While evil has certainly been done in the name of Islam and good Muslims have done very bad things, there’s more to the story than that. Negative news makes it hard to imagine that Christians can connect with them. Read this short, surprising story as a counterexample.
3. Highlight similarities between Muslims and Christians.
Sometimes, whether intentionally or subconsciously, we try to keep Muslims at arm’s length as being “other.” In doing so, we might fall prey to thinking, as a woman at my church once told me, “We are completely different in every way!” That’s just not true. Your people need to know this.
I probably go overboard in the other direction, happy that a typical Muslim and I both believe in just one God and both think Jesus was born miraculously of a virgin, is alive today, and could take Chuck Norris in a one-on-one match. Generally, we also believe that abortion is a bad thing, kids are a good thing, Jesus is coming back, and devotion to God should be above all else. Not bad starting points from which to invite Muslims back to the faith of their forbearers.
4. Read and encourage others to read material that prioritizes engagement over fear and defense.

================

INSTRUCTIONS:
(a) In the passage on Muslims and Christians, what did a woman at the writer's church say about Muslims and Christians?
(b) Set down part of the passage on Muslims and Christians word for word, beginning at the words "Sometimes, whether intentionally" and stopping after the words "of their forbearers.".
(c) Resume the passage on Muslims and Christians after its last sentence.
The data has no role in any of this work.

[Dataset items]
================

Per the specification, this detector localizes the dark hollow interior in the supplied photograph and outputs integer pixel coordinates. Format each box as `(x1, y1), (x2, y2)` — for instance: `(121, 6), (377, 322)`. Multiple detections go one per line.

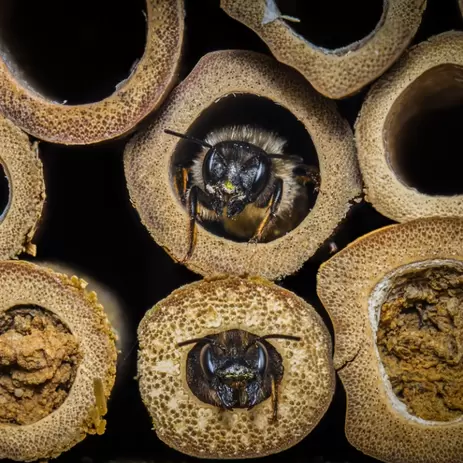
(276, 0), (388, 50)
(0, 0), (146, 104)
(166, 94), (318, 241)
(384, 65), (463, 196)
(0, 163), (10, 220)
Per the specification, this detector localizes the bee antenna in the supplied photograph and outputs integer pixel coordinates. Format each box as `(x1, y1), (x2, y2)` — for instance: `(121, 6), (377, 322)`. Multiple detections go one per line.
(267, 153), (304, 163)
(177, 337), (225, 350)
(258, 334), (301, 341)
(164, 129), (212, 148)
(246, 334), (301, 352)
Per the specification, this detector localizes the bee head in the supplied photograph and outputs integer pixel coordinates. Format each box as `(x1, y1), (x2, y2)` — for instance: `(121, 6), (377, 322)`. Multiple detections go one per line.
(202, 140), (272, 218)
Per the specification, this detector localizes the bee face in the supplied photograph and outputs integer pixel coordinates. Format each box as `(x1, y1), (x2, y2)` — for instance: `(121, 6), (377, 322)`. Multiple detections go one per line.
(165, 126), (319, 262)
(202, 140), (272, 218)
(181, 330), (298, 409)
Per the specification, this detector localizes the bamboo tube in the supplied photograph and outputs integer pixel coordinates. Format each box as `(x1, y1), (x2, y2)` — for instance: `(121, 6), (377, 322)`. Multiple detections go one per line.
(0, 261), (116, 461)
(138, 278), (335, 459)
(0, 0), (185, 145)
(317, 218), (463, 463)
(0, 117), (45, 260)
(124, 51), (361, 279)
(355, 32), (463, 222)
(221, 0), (426, 98)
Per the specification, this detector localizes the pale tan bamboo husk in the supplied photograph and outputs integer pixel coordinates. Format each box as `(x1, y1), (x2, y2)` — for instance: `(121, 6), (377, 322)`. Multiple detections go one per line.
(124, 50), (361, 280)
(221, 0), (426, 98)
(138, 277), (335, 459)
(0, 0), (185, 145)
(317, 218), (463, 463)
(355, 31), (463, 222)
(0, 261), (116, 461)
(34, 260), (130, 380)
(0, 116), (45, 260)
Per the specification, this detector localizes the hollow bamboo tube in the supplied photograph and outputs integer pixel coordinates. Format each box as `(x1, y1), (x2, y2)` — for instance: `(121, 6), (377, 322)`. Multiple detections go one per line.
(0, 0), (185, 145)
(221, 0), (426, 98)
(355, 32), (463, 222)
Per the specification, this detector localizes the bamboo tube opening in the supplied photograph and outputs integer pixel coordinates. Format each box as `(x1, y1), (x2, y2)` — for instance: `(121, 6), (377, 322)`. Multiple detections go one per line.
(124, 50), (360, 279)
(0, 163), (10, 221)
(0, 261), (117, 461)
(220, 0), (426, 99)
(0, 0), (146, 105)
(137, 278), (335, 459)
(384, 64), (463, 196)
(171, 93), (319, 246)
(276, 0), (388, 50)
(0, 0), (185, 145)
(0, 305), (82, 425)
(317, 217), (463, 463)
(369, 260), (463, 423)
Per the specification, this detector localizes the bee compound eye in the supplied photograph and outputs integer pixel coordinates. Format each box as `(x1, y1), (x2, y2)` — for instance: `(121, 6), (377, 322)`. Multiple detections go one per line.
(203, 147), (227, 183)
(256, 341), (268, 376)
(199, 344), (216, 379)
(246, 341), (268, 376)
(251, 156), (271, 196)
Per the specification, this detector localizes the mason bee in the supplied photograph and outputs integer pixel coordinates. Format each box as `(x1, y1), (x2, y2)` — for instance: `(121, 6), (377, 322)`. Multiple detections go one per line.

================

ANSWER LIST:
(a) She said, "We are completely different in every way!"

(b)
Sometimes, whether intentionally or subconsciously, we try to keep Muslims at arm’s length as being “other.” In doing so, we might fall prey to thinking, as a woman at my church once told me, “We are completely different in every way!” That’s just not true. Your people need to know this.
I probably go overboard in the other direction, happy that a typical Muslim and I both believe in just one God and both think Jesus was born miraculously of a virgin, is alive today, and could take Chuck Norris in a one-on-one match. Generally, we also believe that abortion is a bad thing, kids are a good thing, Jesus is coming back, and devotion to God should be above all else. Not bad starting points from which to invite Muslims back to the faith of their forbearers.

(c)
I know, I know. Everyone wants to give the pastor a book. Or ten. Here are two that will help you think in good ways about engaging Muslims and give you tools to pass along to your crew: Muslims, Christians, and Jesus by Carl Medearis and Connecting with Muslims by Fouad Masri. Both are practical and accessible. If you’ve already blown your book budget for the year and can only give this a few minutes a week, I’d be honored to have you read my 300-word weekly email, Muslim Connect. It’s designed to help normal Christians think about Muslims the way God does and love them like Jesus does.
5. Host a seminar on Islam.
Crescent Project offers a quick look at Islam and how to befriend Muslims in a weekend seminar or DVD-based curriculum. Encountering the World of Islam is a twelve-week course based on understanding Muslims. I’ve seen them lead to lives better ready to serve God among Muslims near and far.
6. Encourage your people to connect with international students and refugees.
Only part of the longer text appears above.